# Start of INFORMATION PROVIDED

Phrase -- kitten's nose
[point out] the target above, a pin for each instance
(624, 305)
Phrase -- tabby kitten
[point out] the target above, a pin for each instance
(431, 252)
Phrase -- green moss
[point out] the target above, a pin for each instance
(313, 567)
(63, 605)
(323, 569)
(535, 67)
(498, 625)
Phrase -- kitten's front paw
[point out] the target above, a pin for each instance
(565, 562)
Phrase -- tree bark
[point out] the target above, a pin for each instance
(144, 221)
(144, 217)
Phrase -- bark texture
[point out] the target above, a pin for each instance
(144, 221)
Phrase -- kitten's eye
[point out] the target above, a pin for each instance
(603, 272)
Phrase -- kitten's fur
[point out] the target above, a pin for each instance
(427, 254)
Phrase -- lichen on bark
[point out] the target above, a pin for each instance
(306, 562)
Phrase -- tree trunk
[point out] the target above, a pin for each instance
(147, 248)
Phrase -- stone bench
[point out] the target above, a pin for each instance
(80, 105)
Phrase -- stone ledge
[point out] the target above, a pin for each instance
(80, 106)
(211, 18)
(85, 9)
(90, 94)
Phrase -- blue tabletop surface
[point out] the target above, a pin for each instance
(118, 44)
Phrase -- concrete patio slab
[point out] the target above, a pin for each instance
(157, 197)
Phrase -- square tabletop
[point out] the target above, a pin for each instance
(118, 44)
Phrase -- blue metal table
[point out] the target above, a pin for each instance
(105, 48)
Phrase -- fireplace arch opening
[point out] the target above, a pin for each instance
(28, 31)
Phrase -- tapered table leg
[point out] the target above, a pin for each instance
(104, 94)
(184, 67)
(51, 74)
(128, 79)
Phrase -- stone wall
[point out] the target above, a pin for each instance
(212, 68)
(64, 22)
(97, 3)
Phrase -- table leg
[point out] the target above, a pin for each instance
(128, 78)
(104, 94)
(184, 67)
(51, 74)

# End of INFORMATION PROVIDED

=== GOAL ===
Rewrite every line of the records above as a Markdown table with two columns, Row and Line. Number each row and leave out any blank lines.

=== EXERCISE SOLUTION ===
| Row | Line |
|---|---|
| 1 | Phrase -- kitten's nose |
| 2 | [point out] the target above, a pin for each instance |
| 3 | (624, 305) |
| 4 | Phrase -- tabby kitten |
| 5 | [point out] the target above, a pin for each instance |
| 6 | (431, 252) |
| 7 | Phrase -- green moss |
| 8 | [point out] the target above, a pin for each instance |
| 9 | (313, 567) |
| 10 | (63, 605) |
| 11 | (323, 569) |
| 12 | (535, 67) |
| 13 | (498, 625) |
| 14 | Phrase -- kitten's front paw |
| 15 | [point out] the target above, a pin for each instance |
| 16 | (565, 562) |
| 17 | Phrase -- tree bark |
| 18 | [point out] the target above, a pin for each instance |
| 19 | (144, 221) |
| 20 | (144, 217) |
| 21 | Phrase -- bark texture |
| 22 | [point out] the target above, a pin for each instance |
| 23 | (144, 221) |
| 24 | Phrase -- kitten's eye |
| 25 | [point out] the target above, a pin for each instance |
| 26 | (603, 272) |
| 27 | Phrase -- kitten's fur |
| 28 | [point out] the target above, a pin for each instance |
| 29 | (427, 254) |
| 30 | Phrase -- lichen on bark |
| 31 | [point out] the target above, a pin for each instance |
| 32 | (306, 562) |
| 33 | Phrase -- tree trunk |
| 34 | [point out] the target above, a pin for each instance |
| 35 | (147, 248) |
| 36 | Phrase -- stone bench |
| 37 | [point out] the target above, a pin for each instance |
| 38 | (80, 105) |
| 39 | Phrase -- stone ledge |
| 40 | [point out] the target above, a pin for each instance |
| 41 | (80, 106) |
| 42 | (211, 18) |
| 43 | (85, 9) |
| 44 | (90, 94) |
| 45 | Phrase -- blue tabletop surface |
| 46 | [point out] the target above, a pin for each instance |
| 47 | (118, 44) |
| 48 | Phrase -- concrete patio slab |
| 49 | [point out] the target above, a pin for each instance |
| 50 | (157, 197) |
| 51 | Phrase -- square tabletop |
| 52 | [point out] the target above, a pin for each instance |
| 53 | (118, 44) |
| 54 | Phrase -- blue metal table |
| 55 | [point out] the target above, a pin for each instance |
| 56 | (105, 48) |
| 57 | Phrase -- fireplace arch opening |
| 58 | [point out] the target above, a pin for each instance |
| 59 | (28, 31) |
| 60 | Phrase -- tapered table leg |
| 61 | [point out] the target above, a pin for each instance |
| 62 | (104, 94) |
| 63 | (184, 67) |
| 64 | (51, 74) |
| 65 | (128, 79) |
| 66 | Phrase -- stone wall |
| 67 | [point out] the target above, a pin for each instance |
| 68 | (212, 68) |
| 69 | (64, 22) |
| 70 | (97, 3) |
| 71 | Phrase -- table leg |
| 72 | [point out] the target above, a pin for each instance |
| 73 | (128, 78) |
| 74 | (104, 94) |
| 75 | (184, 67) |
| 76 | (51, 74) |